══ Supplied data

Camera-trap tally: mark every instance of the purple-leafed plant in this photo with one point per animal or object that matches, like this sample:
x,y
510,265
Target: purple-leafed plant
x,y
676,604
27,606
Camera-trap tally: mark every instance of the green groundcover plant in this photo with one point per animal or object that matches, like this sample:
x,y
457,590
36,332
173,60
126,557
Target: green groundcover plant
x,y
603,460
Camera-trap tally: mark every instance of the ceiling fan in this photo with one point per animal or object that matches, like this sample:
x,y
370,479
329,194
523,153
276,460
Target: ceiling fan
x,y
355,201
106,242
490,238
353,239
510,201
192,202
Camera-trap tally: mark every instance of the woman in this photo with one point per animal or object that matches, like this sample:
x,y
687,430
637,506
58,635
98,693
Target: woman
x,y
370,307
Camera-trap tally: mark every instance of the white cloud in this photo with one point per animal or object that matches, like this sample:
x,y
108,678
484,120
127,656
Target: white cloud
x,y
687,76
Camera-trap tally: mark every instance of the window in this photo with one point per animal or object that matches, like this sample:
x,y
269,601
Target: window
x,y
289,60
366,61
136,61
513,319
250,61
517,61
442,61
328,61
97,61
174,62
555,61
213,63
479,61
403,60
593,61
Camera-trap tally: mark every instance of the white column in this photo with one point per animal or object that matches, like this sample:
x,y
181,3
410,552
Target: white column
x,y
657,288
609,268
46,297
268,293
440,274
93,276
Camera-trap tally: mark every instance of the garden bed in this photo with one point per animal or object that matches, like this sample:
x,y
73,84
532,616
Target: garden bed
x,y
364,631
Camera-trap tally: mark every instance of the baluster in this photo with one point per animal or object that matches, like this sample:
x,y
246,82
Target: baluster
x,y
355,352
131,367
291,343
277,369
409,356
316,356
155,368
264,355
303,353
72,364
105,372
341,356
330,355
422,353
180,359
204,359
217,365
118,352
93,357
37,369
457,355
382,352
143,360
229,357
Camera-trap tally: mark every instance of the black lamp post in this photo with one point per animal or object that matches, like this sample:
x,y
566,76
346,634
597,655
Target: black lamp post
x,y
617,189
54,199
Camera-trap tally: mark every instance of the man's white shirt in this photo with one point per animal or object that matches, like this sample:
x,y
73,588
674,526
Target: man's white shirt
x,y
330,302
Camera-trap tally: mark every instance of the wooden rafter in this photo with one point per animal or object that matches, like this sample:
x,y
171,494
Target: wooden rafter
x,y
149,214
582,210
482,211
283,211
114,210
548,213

════
══ Supplied data

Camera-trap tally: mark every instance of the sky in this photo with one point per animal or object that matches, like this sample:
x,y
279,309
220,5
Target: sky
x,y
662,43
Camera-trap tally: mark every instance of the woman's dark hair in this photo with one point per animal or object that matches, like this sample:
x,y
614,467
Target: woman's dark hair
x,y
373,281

════
══ Supplied data

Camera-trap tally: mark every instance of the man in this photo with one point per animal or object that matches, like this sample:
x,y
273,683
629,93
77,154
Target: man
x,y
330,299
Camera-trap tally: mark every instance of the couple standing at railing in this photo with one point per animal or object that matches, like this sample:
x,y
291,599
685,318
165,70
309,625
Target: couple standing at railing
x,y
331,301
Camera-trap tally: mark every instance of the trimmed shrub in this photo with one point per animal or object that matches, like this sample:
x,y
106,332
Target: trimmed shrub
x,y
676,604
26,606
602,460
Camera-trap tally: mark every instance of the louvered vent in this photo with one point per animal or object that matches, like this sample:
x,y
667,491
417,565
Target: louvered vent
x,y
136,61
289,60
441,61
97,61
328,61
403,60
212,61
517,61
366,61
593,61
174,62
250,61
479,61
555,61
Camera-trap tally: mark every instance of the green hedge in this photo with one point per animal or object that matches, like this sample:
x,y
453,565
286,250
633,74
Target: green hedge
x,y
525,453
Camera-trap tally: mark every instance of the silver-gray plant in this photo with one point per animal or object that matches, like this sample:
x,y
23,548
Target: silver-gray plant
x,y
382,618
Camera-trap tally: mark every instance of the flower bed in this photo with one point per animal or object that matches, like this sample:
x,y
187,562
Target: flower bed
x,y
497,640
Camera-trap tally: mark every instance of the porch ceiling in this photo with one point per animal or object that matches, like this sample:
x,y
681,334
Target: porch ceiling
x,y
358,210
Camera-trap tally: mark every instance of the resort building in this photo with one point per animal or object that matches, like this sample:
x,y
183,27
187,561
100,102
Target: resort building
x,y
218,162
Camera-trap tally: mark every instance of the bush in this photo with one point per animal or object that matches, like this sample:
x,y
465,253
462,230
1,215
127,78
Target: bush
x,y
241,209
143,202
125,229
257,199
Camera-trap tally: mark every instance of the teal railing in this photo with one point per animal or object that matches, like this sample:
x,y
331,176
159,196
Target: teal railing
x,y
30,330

════

Challenge - Collect every line from the records above that contains the string "shirt", copying each one. Case counts.

Full answer -
Camera-trap tally: mark every instance of the man's white shirt in this photo with one point per animal or object that matches, like this sample:
Target: man's white shirt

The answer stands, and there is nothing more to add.